GIVEN TASK A: What is the Spanish translation of this sentence from the text below about a git pre-commit hook: "Currently using git version 1.8.3.1 but am seeing the same behavior in more recent versions."

SELECTED TEXT:
☆ ☆ ☆ ☆

Unexpected behavior with “git commit .” when pre-commit hook modifies staged files

问题

In my experience git commit -a has had equivalent behavior to git commit . However, recently I have created a pre-commit hook that automatically formats my source code and now git commit . has some unexpected side-effects: the file that is committed ends up as modified in the working directory and in the index after the commit command finishes. This doesn't happen with git commit -a. I'm trying to understand what is going on behind the scenes when running git commit . that is causing this to happen and see if there is a way to handle it properly within my pre-commit hook script.

pre-commit hook:

git_toplevel=$(git rev-parse --show-toplevel)

git --no-pager diff -z --cached --name-only --diff-filter=ACMRT | $git_toplevel/meta/reformat.bash -s files
git --no-pager diff -z --name-only --diff-filter=ACMRT | xargs -0 --no-run-if-empty git add

Currently using git version 1.8.3.1 but am seeing the same behavior in more recent versions.

Here are the sequence of commands for a simple space added at the beginning of a line:

[]$ git status
# On branch eroller/format-clean-filter
# Your branch is ahead of 'origin/eroller/format-clean-filter' by 1 commit.
#   (use "git push" to publish your local commits)
#
# Changes not staged for commit:
#   (use "git add <file>..." to update what will be committed)
#   (use "git checkout -- <file>..." to discard changes in working directory)
#
#       modified:   src/host/cnv/denovo/denovo_cnv.cpp
#
no changes added to commit (use "git add" and/or "git commit -a")

[]$ git diff
diff --git a/src/host/cnv/denovo/denovo_cnv.cpp b/src/host/cnv/denovo/denovo_cnv.cpp
index 7cfb8dc..14058e3 100644
--- a/src/host/cnv/denovo/denovo_cnv.cpp
+++ b/src/host/cnv/denovo/denovo_cnv.cpp
@@ -28,7 +28,7 @@ using namespace std;
 namespace cnv {
 namespace denovo {

-SegmentsBySample LoadCallsForSamples(const vector<string>& callFiles, const ReferenceDictionary& reference)
+ SegmentsBySample LoadCallsForSamples(const vector<string>& callFiles, const ReferenceDictionary& reference)
 {
   function<SegmentsBySample::value_type(const string&)> loadCalls = [&](string callFile) {
     return LoadCalls(callFile, reference);

[]$ git commit -m 'test' .

[]$ git status
# On branch eroller/format-clean-filter
# Your branch is ahead of 'origin/eroller/format-clean-filter' by 2 commits.

☆ ☆ ☆ ☆

INPUT FOR THIS TASK:
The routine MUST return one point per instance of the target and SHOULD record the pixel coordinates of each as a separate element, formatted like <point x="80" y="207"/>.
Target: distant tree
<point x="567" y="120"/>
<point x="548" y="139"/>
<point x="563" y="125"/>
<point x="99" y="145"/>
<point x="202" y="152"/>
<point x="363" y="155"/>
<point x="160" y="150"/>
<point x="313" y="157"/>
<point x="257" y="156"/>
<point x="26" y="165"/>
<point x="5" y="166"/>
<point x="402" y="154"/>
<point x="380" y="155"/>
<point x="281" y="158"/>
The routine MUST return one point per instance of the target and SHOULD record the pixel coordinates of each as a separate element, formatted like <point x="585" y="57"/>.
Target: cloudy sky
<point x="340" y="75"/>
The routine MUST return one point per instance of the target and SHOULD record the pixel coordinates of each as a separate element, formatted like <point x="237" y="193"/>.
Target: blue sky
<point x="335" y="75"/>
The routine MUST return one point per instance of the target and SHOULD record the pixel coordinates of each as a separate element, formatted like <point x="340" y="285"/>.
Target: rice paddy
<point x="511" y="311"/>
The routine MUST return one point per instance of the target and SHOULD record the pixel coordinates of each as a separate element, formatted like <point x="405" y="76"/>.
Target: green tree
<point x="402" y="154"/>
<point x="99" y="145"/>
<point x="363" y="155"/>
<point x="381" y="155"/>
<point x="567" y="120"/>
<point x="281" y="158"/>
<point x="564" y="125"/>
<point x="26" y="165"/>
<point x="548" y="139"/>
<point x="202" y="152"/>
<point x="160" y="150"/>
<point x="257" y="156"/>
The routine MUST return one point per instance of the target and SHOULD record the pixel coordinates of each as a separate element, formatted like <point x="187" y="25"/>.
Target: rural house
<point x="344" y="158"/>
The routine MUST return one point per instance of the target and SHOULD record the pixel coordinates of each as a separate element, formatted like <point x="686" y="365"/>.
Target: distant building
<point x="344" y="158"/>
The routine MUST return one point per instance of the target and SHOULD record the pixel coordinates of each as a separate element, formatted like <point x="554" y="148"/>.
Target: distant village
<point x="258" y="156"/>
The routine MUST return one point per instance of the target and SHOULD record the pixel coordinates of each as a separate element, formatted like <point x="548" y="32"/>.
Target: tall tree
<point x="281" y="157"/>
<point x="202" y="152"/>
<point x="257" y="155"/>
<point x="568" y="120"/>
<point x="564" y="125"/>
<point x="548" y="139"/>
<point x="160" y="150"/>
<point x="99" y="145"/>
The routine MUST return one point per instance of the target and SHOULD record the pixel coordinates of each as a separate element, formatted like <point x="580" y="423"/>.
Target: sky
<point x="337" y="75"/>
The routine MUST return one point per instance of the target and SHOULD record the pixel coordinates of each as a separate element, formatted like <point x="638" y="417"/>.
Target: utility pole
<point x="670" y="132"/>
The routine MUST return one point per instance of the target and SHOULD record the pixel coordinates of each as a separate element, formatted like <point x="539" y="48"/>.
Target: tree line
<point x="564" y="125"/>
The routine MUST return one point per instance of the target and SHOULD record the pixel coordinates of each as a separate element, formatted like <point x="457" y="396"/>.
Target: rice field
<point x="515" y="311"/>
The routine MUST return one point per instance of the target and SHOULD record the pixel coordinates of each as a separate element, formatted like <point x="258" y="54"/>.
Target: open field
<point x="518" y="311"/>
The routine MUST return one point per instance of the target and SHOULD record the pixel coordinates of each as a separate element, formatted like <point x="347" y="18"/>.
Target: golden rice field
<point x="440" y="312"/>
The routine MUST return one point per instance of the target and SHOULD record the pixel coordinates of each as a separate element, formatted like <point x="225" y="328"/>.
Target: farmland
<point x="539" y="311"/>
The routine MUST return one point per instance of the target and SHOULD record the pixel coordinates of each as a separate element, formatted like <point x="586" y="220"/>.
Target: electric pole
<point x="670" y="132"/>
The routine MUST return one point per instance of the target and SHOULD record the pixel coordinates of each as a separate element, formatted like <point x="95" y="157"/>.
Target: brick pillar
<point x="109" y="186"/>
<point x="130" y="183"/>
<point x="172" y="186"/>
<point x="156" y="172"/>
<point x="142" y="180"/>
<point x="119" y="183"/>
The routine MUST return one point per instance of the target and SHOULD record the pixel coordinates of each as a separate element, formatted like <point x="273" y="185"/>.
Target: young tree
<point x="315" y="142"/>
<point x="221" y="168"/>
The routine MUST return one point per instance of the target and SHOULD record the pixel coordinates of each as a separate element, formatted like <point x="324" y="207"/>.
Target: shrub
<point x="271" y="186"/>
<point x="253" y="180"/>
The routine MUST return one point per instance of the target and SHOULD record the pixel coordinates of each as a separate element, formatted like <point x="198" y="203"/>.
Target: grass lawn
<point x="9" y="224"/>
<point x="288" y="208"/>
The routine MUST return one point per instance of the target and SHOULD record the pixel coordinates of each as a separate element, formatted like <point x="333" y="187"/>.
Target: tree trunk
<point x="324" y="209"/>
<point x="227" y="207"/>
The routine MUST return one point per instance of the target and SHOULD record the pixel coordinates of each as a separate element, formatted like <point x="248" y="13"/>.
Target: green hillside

☆ ☆ ☆ ☆

GIVEN TASK B: Which lines in the records above contain the word "green"? Locate each one and copy it out in full.

FULL OUTPUT A: Actualmente uso la versión 1.8.3.1 de git, pero veo el mismo comportamiento en versiones más recientes.

FULL OUTPUT B:
Target: green tree
Target: green hillside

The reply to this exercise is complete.